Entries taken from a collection

[Start]

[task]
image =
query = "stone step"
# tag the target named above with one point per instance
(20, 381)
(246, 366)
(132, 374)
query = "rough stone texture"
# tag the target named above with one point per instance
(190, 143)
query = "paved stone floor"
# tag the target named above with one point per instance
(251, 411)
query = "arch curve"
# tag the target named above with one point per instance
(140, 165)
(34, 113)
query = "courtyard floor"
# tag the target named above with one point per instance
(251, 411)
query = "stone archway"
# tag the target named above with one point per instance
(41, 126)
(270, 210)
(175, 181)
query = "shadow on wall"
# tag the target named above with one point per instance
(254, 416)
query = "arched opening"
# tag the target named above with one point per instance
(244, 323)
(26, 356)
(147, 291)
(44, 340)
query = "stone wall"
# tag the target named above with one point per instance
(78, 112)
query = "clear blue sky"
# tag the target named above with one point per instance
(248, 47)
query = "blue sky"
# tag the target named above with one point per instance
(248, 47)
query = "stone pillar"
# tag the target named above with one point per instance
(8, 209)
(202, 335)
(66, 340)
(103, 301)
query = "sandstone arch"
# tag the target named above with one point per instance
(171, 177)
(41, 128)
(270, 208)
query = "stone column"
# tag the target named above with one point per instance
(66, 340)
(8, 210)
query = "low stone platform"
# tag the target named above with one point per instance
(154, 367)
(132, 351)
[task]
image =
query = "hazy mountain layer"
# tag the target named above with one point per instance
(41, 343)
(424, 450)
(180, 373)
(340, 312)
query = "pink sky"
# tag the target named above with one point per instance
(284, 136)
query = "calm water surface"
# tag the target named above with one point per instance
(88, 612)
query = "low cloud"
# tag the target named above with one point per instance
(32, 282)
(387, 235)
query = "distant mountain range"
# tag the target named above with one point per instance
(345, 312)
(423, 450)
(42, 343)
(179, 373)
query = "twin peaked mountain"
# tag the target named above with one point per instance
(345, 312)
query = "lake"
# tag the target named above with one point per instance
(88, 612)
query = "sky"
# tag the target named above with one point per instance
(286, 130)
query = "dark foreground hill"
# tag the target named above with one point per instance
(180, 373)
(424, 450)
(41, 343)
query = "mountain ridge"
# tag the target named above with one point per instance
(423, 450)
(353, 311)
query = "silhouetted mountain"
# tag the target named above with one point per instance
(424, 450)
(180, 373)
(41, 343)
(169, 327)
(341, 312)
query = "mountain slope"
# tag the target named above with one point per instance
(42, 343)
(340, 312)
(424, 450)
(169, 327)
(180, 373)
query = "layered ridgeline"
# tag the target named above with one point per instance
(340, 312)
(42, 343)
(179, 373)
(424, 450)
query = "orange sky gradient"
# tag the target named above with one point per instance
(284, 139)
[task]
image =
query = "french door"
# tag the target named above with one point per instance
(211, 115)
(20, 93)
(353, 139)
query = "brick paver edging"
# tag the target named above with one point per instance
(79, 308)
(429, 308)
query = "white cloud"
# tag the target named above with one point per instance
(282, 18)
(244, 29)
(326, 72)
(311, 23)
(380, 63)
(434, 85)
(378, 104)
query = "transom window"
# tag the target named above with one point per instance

[End]

_What you should do_
Please locate every line in the entries above that contains the word "wall" and copy each of those lines. Case counts.

_Worked solution_
query = "shadow on wall"
query = "stone wall"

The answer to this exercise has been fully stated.